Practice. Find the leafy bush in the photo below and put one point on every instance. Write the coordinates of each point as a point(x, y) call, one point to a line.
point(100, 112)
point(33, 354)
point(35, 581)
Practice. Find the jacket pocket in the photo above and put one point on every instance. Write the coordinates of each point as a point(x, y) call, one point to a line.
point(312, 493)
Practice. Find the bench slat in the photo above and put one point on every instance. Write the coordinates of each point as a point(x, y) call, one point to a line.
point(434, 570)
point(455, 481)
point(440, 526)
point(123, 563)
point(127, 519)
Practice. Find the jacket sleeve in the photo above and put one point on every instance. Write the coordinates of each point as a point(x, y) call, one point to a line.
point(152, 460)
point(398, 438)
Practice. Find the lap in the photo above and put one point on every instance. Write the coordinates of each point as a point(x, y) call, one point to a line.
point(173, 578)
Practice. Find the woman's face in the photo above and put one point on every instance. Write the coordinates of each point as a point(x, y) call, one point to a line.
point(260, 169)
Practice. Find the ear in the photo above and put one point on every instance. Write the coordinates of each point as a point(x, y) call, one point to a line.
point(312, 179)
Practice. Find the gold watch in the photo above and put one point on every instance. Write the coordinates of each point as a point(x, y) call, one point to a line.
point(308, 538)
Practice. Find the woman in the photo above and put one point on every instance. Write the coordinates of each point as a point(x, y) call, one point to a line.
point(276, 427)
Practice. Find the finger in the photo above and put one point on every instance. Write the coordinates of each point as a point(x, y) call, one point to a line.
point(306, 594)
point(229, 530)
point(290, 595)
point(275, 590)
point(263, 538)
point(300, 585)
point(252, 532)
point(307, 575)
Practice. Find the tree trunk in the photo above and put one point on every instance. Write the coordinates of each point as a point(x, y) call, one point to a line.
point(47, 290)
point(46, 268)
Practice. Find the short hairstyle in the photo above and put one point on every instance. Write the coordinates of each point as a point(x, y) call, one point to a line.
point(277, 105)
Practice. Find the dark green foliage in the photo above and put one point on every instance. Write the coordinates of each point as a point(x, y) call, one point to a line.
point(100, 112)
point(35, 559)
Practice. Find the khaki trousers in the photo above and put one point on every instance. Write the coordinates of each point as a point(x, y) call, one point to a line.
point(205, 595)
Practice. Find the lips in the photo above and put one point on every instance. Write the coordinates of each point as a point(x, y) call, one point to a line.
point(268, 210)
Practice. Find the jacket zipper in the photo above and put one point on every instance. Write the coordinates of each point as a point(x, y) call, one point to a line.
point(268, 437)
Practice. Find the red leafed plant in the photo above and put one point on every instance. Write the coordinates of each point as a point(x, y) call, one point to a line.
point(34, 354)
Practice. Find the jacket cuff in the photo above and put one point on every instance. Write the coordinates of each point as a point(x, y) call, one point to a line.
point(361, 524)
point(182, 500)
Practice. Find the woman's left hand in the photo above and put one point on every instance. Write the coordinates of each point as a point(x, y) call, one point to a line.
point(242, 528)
=======
* GIVEN EXERCISE *
Shift every x and y coordinate in the point(x, y) answers by -126. Then rewrite each line of the records between the line holding "Practice. Find the finger" and the line holding "point(35, 559)", inclusive, and carry over the request lines unchanged.

* TASK OUTPUT *
Practice. Find the finger in the photo above and put one point on every instance. Write the coordinates of each point as a point(x, y) call, one point to a line.
point(180, 468)
point(103, 404)
point(164, 469)
point(149, 464)
point(137, 412)
point(174, 459)
point(126, 406)
point(181, 449)
Practice. Find the tree trunk in the photo above and put one point on every instance. Write the coordinates of each point as a point(x, y) call, one point to a line.
point(-79, 164)
point(-80, 142)
Practice. Find the short hairstyle in the photo above and put one point on every instance. Write the coordinates of each point as a point(x, y) call, one point to a line.
point(151, -21)
Practice. Find the dark green foliage in the photo above and put one point on every instance. Write the coordinates of each point as a point(x, y) call, one point to a line.
point(-26, -14)
point(-91, 433)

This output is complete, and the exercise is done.